■ **Goal**
Restate each of the lines given below, word for word.

■ **Raw data**
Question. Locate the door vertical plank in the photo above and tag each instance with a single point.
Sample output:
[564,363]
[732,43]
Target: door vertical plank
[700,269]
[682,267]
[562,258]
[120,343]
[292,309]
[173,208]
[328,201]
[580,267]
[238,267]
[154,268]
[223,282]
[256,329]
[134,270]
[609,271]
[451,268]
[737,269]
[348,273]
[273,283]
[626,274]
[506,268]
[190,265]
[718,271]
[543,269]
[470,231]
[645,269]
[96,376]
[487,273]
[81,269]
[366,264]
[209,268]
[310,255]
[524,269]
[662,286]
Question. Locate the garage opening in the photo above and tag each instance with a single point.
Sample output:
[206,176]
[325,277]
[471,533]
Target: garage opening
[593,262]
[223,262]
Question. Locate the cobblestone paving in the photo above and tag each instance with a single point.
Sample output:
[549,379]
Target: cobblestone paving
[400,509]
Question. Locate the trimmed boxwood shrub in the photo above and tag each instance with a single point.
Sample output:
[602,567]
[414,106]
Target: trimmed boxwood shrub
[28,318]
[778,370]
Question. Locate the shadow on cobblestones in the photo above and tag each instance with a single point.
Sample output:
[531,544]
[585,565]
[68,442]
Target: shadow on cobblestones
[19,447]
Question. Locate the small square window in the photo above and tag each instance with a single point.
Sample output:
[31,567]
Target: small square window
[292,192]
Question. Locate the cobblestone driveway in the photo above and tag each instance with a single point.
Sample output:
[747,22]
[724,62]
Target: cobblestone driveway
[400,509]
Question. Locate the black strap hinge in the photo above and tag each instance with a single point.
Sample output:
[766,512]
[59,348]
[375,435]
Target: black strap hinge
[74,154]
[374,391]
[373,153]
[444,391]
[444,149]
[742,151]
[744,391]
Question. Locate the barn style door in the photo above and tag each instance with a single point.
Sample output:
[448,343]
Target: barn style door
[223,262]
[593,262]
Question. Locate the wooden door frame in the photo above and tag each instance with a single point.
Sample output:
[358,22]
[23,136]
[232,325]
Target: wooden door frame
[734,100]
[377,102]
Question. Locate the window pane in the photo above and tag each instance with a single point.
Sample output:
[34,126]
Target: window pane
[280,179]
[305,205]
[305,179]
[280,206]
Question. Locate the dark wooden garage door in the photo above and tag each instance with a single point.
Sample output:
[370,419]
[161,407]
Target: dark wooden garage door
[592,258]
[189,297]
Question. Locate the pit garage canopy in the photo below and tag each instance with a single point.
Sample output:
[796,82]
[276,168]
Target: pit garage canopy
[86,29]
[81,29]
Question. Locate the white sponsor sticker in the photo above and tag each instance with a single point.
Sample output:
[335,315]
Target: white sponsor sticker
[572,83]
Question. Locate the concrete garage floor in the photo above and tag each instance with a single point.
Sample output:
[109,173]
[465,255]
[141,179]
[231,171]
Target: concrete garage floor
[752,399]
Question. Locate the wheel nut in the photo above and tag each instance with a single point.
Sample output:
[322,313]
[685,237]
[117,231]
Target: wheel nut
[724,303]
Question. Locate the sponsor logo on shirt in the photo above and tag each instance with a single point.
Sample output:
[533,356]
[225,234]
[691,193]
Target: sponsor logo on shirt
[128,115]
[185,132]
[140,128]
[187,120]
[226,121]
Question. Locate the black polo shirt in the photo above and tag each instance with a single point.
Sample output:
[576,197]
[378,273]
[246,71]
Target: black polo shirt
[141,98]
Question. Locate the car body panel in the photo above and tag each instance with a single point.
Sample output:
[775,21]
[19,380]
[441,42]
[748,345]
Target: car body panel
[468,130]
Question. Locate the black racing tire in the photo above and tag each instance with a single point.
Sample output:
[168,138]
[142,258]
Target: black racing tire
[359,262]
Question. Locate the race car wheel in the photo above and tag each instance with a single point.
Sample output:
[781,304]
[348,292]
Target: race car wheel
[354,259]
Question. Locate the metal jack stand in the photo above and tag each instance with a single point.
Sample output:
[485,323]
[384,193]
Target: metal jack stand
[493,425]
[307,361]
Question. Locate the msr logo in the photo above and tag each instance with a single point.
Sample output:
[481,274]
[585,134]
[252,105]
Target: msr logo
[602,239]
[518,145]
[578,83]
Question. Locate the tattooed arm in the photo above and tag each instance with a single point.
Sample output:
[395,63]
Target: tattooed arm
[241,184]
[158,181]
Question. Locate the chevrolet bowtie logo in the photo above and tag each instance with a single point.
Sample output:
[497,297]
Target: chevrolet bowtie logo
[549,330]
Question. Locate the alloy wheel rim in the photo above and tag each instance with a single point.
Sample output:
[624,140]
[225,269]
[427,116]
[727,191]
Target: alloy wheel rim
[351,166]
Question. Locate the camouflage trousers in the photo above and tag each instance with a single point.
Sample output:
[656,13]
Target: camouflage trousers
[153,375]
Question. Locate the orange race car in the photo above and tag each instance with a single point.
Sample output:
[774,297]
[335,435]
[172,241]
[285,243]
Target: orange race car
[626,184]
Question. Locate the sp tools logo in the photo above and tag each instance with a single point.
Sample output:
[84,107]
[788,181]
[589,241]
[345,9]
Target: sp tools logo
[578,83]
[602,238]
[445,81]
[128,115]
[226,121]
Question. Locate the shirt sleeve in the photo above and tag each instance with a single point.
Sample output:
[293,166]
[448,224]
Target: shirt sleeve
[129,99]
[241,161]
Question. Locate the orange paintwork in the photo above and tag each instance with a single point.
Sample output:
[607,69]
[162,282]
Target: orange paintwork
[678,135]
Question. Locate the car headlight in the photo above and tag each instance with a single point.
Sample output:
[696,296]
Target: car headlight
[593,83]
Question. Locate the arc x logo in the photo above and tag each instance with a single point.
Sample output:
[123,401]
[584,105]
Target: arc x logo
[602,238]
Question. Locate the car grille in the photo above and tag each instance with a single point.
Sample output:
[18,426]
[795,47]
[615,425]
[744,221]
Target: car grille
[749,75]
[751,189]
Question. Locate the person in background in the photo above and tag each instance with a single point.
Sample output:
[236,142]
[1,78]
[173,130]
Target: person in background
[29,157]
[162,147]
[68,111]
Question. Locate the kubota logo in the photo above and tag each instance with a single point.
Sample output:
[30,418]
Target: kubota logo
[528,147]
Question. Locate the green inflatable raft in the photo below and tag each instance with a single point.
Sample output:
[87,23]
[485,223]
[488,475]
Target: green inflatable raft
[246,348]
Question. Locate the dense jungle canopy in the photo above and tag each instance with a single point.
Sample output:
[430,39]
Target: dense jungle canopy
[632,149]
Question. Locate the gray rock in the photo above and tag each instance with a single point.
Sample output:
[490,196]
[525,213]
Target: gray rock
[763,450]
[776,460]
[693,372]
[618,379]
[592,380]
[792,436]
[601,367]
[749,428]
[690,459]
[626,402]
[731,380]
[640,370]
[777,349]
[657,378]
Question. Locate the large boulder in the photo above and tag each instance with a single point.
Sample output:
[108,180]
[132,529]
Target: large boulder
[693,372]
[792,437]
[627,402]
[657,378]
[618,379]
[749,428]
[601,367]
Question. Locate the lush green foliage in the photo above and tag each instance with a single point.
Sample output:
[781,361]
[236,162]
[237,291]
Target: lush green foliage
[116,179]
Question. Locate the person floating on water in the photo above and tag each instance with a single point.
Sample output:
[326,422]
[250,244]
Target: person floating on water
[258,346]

■ **Answer to the problem**
Question. Locate the door vertical plank in the photo above and tag each instance with a single point.
Sample output:
[564,363]
[732,43]
Target: door vertical plank
[700,269]
[682,267]
[562,258]
[120,343]
[292,309]
[173,208]
[328,201]
[580,267]
[238,267]
[154,268]
[223,282]
[256,329]
[134,270]
[609,271]
[451,268]
[737,269]
[348,273]
[273,283]
[626,274]
[506,268]
[190,265]
[718,271]
[543,269]
[470,231]
[645,269]
[96,376]
[487,273]
[81,269]
[366,264]
[209,268]
[310,255]
[524,269]
[662,286]
Question. Locate the garage opening in the photo above and tag each instance with a single point.
Sample output:
[206,176]
[325,277]
[471,533]
Target: garage opening
[593,262]
[223,262]
Question. Locate the cobblestone paving in the photo above and tag each instance with a single point.
Sample output:
[549,379]
Target: cobblestone paving
[400,509]
Question. Locate the trimmed boxwood shrub in the photo above and tag each instance with a single point.
Sample output:
[602,567]
[414,106]
Target: trimmed boxwood shrub
[28,318]
[778,370]
Question. Locate the shadow on cobblestones in the photo above and tag each instance with a single point.
Sample output:
[531,544]
[585,565]
[68,442]
Target: shadow on cobblestones
[19,447]
Question. Locate the small square window in the photo above and tag each instance with a single point.
Sample output:
[31,567]
Target: small square window
[292,192]
Question. Locate the cobblestone driveway in the photo above and tag each instance with a single point.
Sample output:
[747,22]
[724,62]
Target: cobblestone driveway
[400,509]
Question. Locate the black strap hinge in the photo above and tag each instance with a single point.
Sample output:
[766,512]
[59,348]
[375,435]
Target: black strap hinge
[74,154]
[374,391]
[373,153]
[444,391]
[444,149]
[742,151]
[744,391]
Question. Locate the barn style door in the photo above and tag each instance with a single point.
Sample output:
[448,343]
Target: barn style door
[223,262]
[593,262]
Question. Locate the wooden door frame in the photo above and tag each instance with a single point.
Sample output:
[358,22]
[23,136]
[232,325]
Target: wooden door frame
[734,100]
[377,102]
Question. Locate the window pane in the photo above and tag each instance with a single point.
Sample output:
[34,126]
Target: window pane
[280,179]
[305,205]
[305,179]
[280,206]
Question. Locate the dark wooden garage door in the photo above and tag each instance with a single point.
Sample output:
[370,419]
[161,407]
Target: dark wooden garage door
[592,258]
[189,297]
Question. Locate the pit garage canopy in the photo below and tag each instance with a single point.
Sample output:
[796,82]
[276,168]
Target: pit garage canopy
[86,29]
[81,29]
Question. Locate the white sponsor sticker in the photo above and tag each instance with a single point.
Sample output:
[335,315]
Target: white sponsor sticker
[572,83]
Question. Locate the concrete garage floor in the photo above and tag each instance with a single point.
Sample output:
[109,173]
[465,255]
[141,179]
[231,171]
Target: concrete garage floor
[752,399]
Question. Locate the wheel nut in the photo above and tag each instance with a single point.
Sample output:
[322,313]
[685,237]
[117,231]
Target: wheel nut
[724,303]
Question. Locate the sponsor logo on shirt in the photo above and tag each instance with a single point.
Sample output:
[533,356]
[225,234]
[691,193]
Target: sponsor logo on shirt
[128,115]
[185,132]
[140,128]
[187,120]
[226,121]
Question. Locate the black polo shirt in the photo above and tag each instance with a single point.
Sample output:
[576,197]
[378,273]
[246,71]
Target: black polo shirt
[141,98]
Question. Locate the car body panel in the photo above and tag each instance with a single point.
Sample output:
[775,21]
[19,380]
[441,42]
[748,345]
Target: car body panel
[468,130]
Question. Locate the black racing tire in the photo above and tag each instance with a single point.
Sample output:
[168,138]
[142,258]
Target: black racing tire
[359,262]
Question. Locate the race car wheel in the photo above and tag each instance with a single point.
Sample output:
[781,304]
[348,292]
Target: race car wheel
[354,259]
Question. Locate the metal jack stand in the photo above and tag each instance with a single point.
Sample output:
[485,323]
[384,193]
Target: metal jack stand
[493,425]
[307,361]
Question. Locate the msr logo in the photo above and tag each instance with a single point.
Sample output:
[481,274]
[585,134]
[252,105]
Target: msr logo
[602,239]
[518,145]
[578,83]
Question. Locate the tattooed arm in the photo above and tag each instance with a single point.
Sample output:
[395,63]
Target: tattooed arm
[241,184]
[158,181]
Question. Locate the chevrolet bowtie logo in the photo above and tag each instance with a single point.
Sample output:
[497,297]
Target: chevrolet bowtie logo
[549,330]
Question. Locate the alloy wheel rim in the photo above and tag each instance with a single point.
Sample output:
[624,140]
[225,269]
[427,116]
[727,191]
Target: alloy wheel rim
[351,166]
Question. Locate the camouflage trousers in the photo above and tag each instance with a single point.
Sample output:
[656,13]
Target: camouflage trousers
[153,375]
Question. Locate the orange race car in the photo above and tag each instance with a single point.
Sample output:
[774,297]
[335,435]
[172,241]
[285,243]
Target: orange race car
[626,184]
Question. Locate the sp tools logo in the photo above and tag each instance with a single point.
Sample output:
[84,107]
[788,181]
[589,241]
[345,9]
Target: sp tools logo
[578,83]
[602,238]
[445,81]
[128,115]
[226,121]
Question. Locate the shirt sleeve in the photo above and tag each instance with a single point.
Sample output:
[293,166]
[448,224]
Target: shirt sleeve
[129,99]
[241,161]
Question. Locate the orange paintwork in the photo above and tag each instance with a single point.
Sample output:
[607,69]
[162,282]
Target: orange paintwork
[678,135]
Question. Locate the car headlight in the photo above and tag each instance with a single point.
Sample output:
[696,296]
Target: car headlight
[593,83]
Question. Locate the arc x logo in the photo above and tag each instance with a single point.
Sample output:
[123,401]
[584,105]
Target: arc x logo
[602,238]
Question. Locate the car grille in the photo above and tag each instance with a single point.
Sample output:
[18,426]
[795,47]
[615,425]
[744,221]
Target: car grille
[749,75]
[751,189]
Question. Locate the person in background in the photo above and tag each instance with a single point.
Sample output:
[236,142]
[1,78]
[173,130]
Target: person in background
[29,157]
[162,147]
[68,111]
Question. Locate the kubota logo in the photo above and tag each instance with a single point.
Sample output:
[30,418]
Target: kubota logo
[528,147]
Question. Locate the green inflatable raft in the photo below and tag each instance with a single point.
Sample output:
[87,23]
[485,223]
[488,475]
Target: green inflatable raft
[246,348]
Question. Locate the dense jungle canopy in the photo above and tag each instance with a single point.
Sample output:
[430,39]
Target: dense jungle canopy
[632,149]
Question. Locate the gray rock in the photo above and tag each instance with a single point.
Sample output:
[490,196]
[525,213]
Target: gray rock
[763,450]
[776,460]
[693,372]
[618,379]
[592,380]
[792,436]
[601,367]
[749,428]
[690,459]
[626,402]
[731,380]
[640,370]
[777,349]
[657,378]
Question. Locate the large boulder in the photo above and tag each instance with a single point.
Sample output:
[108,180]
[132,529]
Target: large boulder
[693,372]
[792,437]
[627,402]
[657,378]
[618,379]
[749,428]
[601,367]
Question. Locate the lush green foliage in the photo above and tag each instance with a single point.
Sample output:
[781,361]
[236,162]
[237,291]
Target: lush green foliage
[116,179]
Question. Locate the person floating on water in the photo above and tag each instance with a single point.
Sample output:
[326,422]
[250,244]
Target: person floating on water
[258,346]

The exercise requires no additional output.